EXERCISE PROMPT: Return, exactly and in full, the lines of the records below starting at the one with "negative clicks: (591, 193)" and ending at the one with "negative clicks: (628, 184)", and no other lines.

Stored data

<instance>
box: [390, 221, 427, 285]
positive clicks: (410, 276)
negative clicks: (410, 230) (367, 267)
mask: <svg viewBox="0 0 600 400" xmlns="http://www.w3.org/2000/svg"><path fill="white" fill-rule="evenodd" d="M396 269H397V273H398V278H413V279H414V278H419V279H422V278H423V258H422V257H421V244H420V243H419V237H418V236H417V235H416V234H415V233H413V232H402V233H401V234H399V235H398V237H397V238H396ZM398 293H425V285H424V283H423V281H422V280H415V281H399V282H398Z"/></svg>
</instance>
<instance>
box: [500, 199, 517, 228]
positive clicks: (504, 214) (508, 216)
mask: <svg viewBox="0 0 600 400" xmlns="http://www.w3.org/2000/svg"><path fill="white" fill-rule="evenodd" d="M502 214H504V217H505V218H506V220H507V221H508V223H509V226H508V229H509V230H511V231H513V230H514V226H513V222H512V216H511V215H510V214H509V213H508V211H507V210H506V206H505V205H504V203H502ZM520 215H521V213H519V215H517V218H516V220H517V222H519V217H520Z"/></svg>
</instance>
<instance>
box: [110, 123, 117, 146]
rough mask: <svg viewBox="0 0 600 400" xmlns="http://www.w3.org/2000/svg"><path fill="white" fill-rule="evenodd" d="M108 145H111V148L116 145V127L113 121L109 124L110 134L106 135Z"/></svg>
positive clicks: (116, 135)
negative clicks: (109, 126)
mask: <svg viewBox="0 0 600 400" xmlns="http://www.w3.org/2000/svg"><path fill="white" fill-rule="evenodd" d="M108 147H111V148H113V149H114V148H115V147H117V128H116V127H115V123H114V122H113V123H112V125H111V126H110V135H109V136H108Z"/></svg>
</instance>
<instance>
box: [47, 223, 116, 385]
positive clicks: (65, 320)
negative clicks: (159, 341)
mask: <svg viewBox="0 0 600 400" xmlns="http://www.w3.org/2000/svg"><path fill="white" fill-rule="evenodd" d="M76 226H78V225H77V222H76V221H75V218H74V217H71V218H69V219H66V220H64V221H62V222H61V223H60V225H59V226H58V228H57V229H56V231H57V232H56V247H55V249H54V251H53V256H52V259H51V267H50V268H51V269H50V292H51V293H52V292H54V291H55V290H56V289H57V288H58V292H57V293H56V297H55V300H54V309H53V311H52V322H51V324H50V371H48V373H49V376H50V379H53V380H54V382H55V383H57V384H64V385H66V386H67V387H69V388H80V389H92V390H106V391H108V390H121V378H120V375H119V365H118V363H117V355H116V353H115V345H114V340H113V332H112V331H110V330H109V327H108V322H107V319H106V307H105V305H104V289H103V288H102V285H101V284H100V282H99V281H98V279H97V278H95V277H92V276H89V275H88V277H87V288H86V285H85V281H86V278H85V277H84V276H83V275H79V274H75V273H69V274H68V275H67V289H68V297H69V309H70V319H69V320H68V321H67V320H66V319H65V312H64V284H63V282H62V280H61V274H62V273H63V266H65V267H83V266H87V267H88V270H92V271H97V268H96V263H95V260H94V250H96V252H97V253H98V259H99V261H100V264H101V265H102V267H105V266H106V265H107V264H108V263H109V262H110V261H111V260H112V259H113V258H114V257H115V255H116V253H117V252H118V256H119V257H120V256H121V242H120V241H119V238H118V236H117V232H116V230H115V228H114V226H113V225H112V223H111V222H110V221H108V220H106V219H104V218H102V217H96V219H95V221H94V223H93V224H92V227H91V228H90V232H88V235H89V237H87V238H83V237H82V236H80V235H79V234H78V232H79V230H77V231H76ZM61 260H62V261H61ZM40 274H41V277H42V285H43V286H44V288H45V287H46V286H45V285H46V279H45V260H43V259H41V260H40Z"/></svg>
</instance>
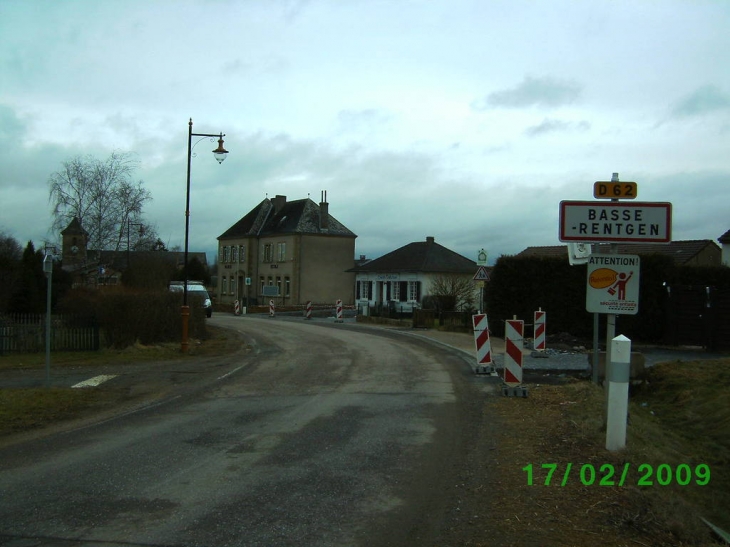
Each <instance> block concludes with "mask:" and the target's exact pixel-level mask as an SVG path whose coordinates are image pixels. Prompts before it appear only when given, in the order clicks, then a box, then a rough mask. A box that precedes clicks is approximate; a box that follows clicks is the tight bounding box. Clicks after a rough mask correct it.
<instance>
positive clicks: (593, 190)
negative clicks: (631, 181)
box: [593, 180, 639, 199]
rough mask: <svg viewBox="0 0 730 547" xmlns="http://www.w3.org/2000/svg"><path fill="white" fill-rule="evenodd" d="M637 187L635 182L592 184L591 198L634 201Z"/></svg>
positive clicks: (597, 181)
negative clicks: (591, 193)
mask: <svg viewBox="0 0 730 547" xmlns="http://www.w3.org/2000/svg"><path fill="white" fill-rule="evenodd" d="M638 191H639V185H638V184H636V183H635V182H610V181H607V182H604V181H600V180H599V181H597V182H594V183H593V197H594V198H596V199H636V195H637V193H638Z"/></svg>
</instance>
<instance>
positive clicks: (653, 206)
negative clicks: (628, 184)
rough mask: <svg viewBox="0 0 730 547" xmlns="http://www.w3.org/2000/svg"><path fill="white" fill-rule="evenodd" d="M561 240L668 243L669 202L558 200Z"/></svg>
mask: <svg viewBox="0 0 730 547" xmlns="http://www.w3.org/2000/svg"><path fill="white" fill-rule="evenodd" d="M559 239H560V241H589V242H595V243H599V242H607V243H627V242H633V243H669V242H670V241H672V204H671V203H663V202H626V201H610V202H596V201H561V202H560V237H559Z"/></svg>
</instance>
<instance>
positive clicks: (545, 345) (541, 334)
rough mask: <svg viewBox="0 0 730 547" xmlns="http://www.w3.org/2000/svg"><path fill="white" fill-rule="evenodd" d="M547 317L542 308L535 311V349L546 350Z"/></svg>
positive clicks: (540, 308) (534, 325)
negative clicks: (545, 321)
mask: <svg viewBox="0 0 730 547" xmlns="http://www.w3.org/2000/svg"><path fill="white" fill-rule="evenodd" d="M545 319H546V313H545V312H544V311H542V308H540V309H539V310H538V311H536V312H535V321H534V323H533V326H534V329H535V332H534V337H535V341H534V346H533V347H534V349H535V351H545V349H546V345H545Z"/></svg>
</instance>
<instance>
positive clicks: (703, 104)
mask: <svg viewBox="0 0 730 547" xmlns="http://www.w3.org/2000/svg"><path fill="white" fill-rule="evenodd" d="M718 110H730V94H728V93H725V92H723V91H722V90H721V89H720V88H718V87H717V86H714V85H706V86H703V87H700V88H698V89H696V90H695V91H694V92H693V93H690V94H689V95H687V96H686V97H684V98H683V99H682V100H680V101H679V102H678V103H677V104H676V105H675V107H674V108H673V109H672V115H673V116H675V117H678V118H686V117H691V116H701V115H703V114H707V113H710V112H717V111H718Z"/></svg>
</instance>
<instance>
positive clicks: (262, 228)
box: [218, 198, 357, 239]
mask: <svg viewBox="0 0 730 547" xmlns="http://www.w3.org/2000/svg"><path fill="white" fill-rule="evenodd" d="M328 221H329V222H328V223H329V225H328V228H327V229H322V228H320V206H319V205H317V204H316V203H314V201H312V200H311V199H309V198H306V199H298V200H294V201H288V202H286V203H285V204H284V205H283V206H282V207H281V209H280V210H279V211H278V212H277V211H275V208H274V204H273V202H272V200H270V199H269V198H266V199H264V200H263V201H262V202H261V203H259V204H258V205H257V206H256V207H254V208H253V209H251V211H249V212H248V213H247V214H246V216H244V217H243V218H241V219H240V220H239V221H238V222H236V223H235V224H234V225H233V226H231V227H230V228H228V230H226V231H225V232H223V233H222V234H221V235H220V236H218V239H232V238H238V237H250V236H267V235H273V234H292V233H295V234H328V235H335V236H343V237H357V236H356V235H355V234H354V233H353V232H351V231H350V230H349V229H348V228H347V227H346V226H345V225H344V224H342V223H341V222H340V221H338V220H337V219H336V218H334V217H333V216H332V215H329V214H328Z"/></svg>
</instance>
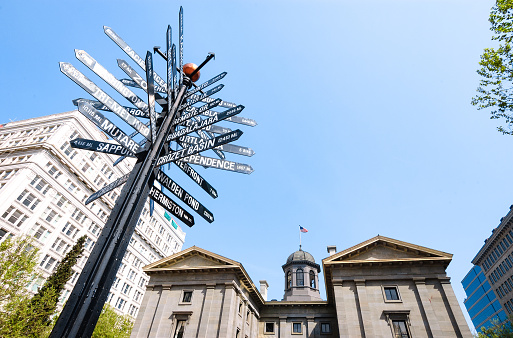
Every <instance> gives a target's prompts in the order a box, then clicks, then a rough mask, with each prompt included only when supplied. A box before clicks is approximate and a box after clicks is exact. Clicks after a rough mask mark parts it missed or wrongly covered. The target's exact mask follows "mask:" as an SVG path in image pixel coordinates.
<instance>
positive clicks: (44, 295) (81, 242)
mask: <svg viewBox="0 0 513 338" xmlns="http://www.w3.org/2000/svg"><path fill="white" fill-rule="evenodd" d="M85 240H86V236H83V237H81V238H79V239H78V241H77V243H76V244H75V245H74V246H73V248H72V249H71V250H70V251H69V252H68V253H67V254H66V256H65V257H64V259H63V260H62V262H61V263H60V264H59V265H58V266H57V269H56V270H55V272H54V273H53V274H52V275H50V277H48V279H47V280H46V282H45V283H44V284H43V286H42V287H41V288H40V289H39V291H38V293H37V294H35V295H34V296H32V297H31V295H30V293H29V292H21V291H20V295H19V297H15V298H13V299H12V300H10V301H9V302H7V304H6V305H5V307H4V309H5V316H4V318H3V322H2V323H0V336H1V337H20V338H21V337H47V336H48V335H49V333H50V331H51V329H52V327H53V325H51V324H53V323H52V316H53V315H55V312H56V310H57V303H58V301H59V297H60V295H61V292H62V290H64V286H65V285H66V283H67V281H68V280H69V278H70V277H71V275H72V274H73V270H72V268H73V266H74V265H75V264H76V262H77V260H78V258H79V257H80V255H81V254H82V251H83V248H84V243H85ZM25 241H28V240H25ZM2 244H3V243H2ZM8 245H9V243H7V246H8ZM25 247H27V245H25ZM0 248H1V244H0ZM33 250H35V249H33ZM14 251H17V252H20V250H19V249H18V250H14ZM32 258H33V259H32V263H31V265H30V266H31V267H32V269H33V268H34V266H35V264H36V262H37V256H34V257H32ZM32 276H33V278H35V277H39V276H38V275H37V276H36V275H35V273H34V272H33V270H32ZM14 279H16V278H14ZM11 282H12V281H11ZM28 284H30V282H29V283H24V285H22V286H21V289H20V290H23V289H24V288H25V287H26V286H27V285H28Z"/></svg>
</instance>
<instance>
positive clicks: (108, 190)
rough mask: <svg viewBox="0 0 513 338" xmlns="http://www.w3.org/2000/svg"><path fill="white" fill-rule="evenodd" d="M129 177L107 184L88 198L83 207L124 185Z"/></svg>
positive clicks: (116, 180) (114, 181)
mask: <svg viewBox="0 0 513 338" xmlns="http://www.w3.org/2000/svg"><path fill="white" fill-rule="evenodd" d="M129 176H130V174H126V175H124V176H122V177H120V178H118V179H117V180H115V181H114V182H112V183H110V184H107V185H106V186H104V187H103V188H101V189H100V190H98V191H97V192H95V193H94V194H92V195H91V196H89V198H88V199H87V200H86V201H85V205H88V204H89V203H91V202H93V201H95V200H97V199H98V198H100V197H102V196H103V195H105V194H106V193H108V192H110V191H112V190H114V189H116V188H117V187H119V186H120V185H122V184H125V183H126V181H128V177H129Z"/></svg>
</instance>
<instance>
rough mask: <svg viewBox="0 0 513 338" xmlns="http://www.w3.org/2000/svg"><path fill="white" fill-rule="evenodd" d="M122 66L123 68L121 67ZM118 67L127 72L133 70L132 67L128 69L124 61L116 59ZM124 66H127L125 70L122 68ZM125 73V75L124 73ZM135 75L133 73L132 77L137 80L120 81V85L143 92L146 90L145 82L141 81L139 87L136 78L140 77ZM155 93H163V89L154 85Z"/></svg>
mask: <svg viewBox="0 0 513 338" xmlns="http://www.w3.org/2000/svg"><path fill="white" fill-rule="evenodd" d="M122 65H123V66H122ZM118 66H119V68H121V69H123V70H125V69H126V70H128V69H133V68H132V67H130V66H129V65H128V64H127V63H126V61H124V60H121V59H118ZM125 66H128V67H126V68H123V67H125ZM125 73H127V72H126V71H125ZM135 74H137V73H136V72H134V73H133V75H134V78H136V79H137V80H130V79H120V80H119V81H121V83H122V84H124V85H125V86H129V87H134V88H139V89H142V90H144V91H146V90H147V87H146V81H144V80H142V81H141V85H139V79H138V77H137V76H140V75H139V74H137V76H135ZM127 75H128V76H130V74H128V73H127ZM142 85H144V87H142ZM155 92H156V93H165V91H164V88H162V87H161V86H159V85H155Z"/></svg>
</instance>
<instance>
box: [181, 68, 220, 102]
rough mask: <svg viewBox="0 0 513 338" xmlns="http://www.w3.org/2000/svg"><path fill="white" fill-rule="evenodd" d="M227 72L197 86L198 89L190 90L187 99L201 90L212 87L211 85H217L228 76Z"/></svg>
mask: <svg viewBox="0 0 513 338" xmlns="http://www.w3.org/2000/svg"><path fill="white" fill-rule="evenodd" d="M226 74H227V73H226V72H222V73H221V74H219V75H217V76H214V77H213V78H211V79H210V80H208V81H206V82H204V83H202V84H200V85H199V86H197V87H196V88H194V89H192V90H190V91H189V92H187V93H186V94H185V98H188V97H189V96H191V95H192V94H194V93H196V92H199V91H200V90H202V89H204V88H206V87H208V86H210V85H211V84H214V83H216V82H217V81H219V80H221V79H222V78H223V77H225V76H226Z"/></svg>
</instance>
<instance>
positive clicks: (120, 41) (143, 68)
mask: <svg viewBox="0 0 513 338" xmlns="http://www.w3.org/2000/svg"><path fill="white" fill-rule="evenodd" d="M103 31H104V32H105V34H107V36H108V37H109V38H111V40H112V41H114V42H115V43H116V44H117V45H118V46H119V48H121V49H122V50H123V51H124V52H125V53H126V54H127V55H128V56H130V58H131V59H132V60H134V61H135V63H137V64H138V65H139V67H141V68H142V69H143V70H144V71H145V70H146V65H145V64H144V59H143V58H142V57H140V56H139V55H138V54H137V53H136V52H135V51H134V50H133V49H132V47H130V46H129V45H128V44H127V43H126V42H125V41H124V40H123V39H122V38H121V37H120V36H119V35H117V34H116V32H114V31H113V30H112V28H110V27H107V26H103ZM153 75H154V76H155V82H157V83H158V84H159V86H161V87H164V88H167V86H166V81H164V80H162V78H161V77H160V76H159V75H158V74H157V73H155V74H153ZM164 92H165V90H164Z"/></svg>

RESPONSE BOX:
negative clicks: (591, 193)
mask: <svg viewBox="0 0 730 547" xmlns="http://www.w3.org/2000/svg"><path fill="white" fill-rule="evenodd" d="M638 191H639V185H638V184H636V183H635V182H610V181H607V182H604V181H600V180H599V181H597V182H594V183H593V197H594V198H596V199H636V195H637V193H638Z"/></svg>
</instance>
<instance>
positive clicks: (653, 206)
negative clicks: (628, 184)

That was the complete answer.